EXERCISE TASK: Could you rewrite the rows below with "rider's hand" replaced by "cyclist's hand" and everything else left unchanged? Leave the pictures out of your answer.

** BEGIN GIVEN RECORDS **

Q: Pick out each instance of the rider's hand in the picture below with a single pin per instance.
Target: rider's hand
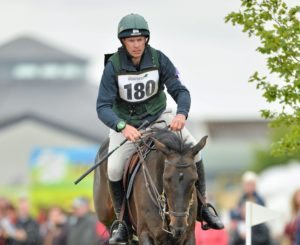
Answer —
(178, 122)
(131, 133)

** END GIVEN RECORDS **

SOLVED EXERCISE:
Q: Pick out each instance of the cyclist's hand in the picture below with a single pin per instance.
Target: cyclist's hand
Answer —
(178, 122)
(131, 133)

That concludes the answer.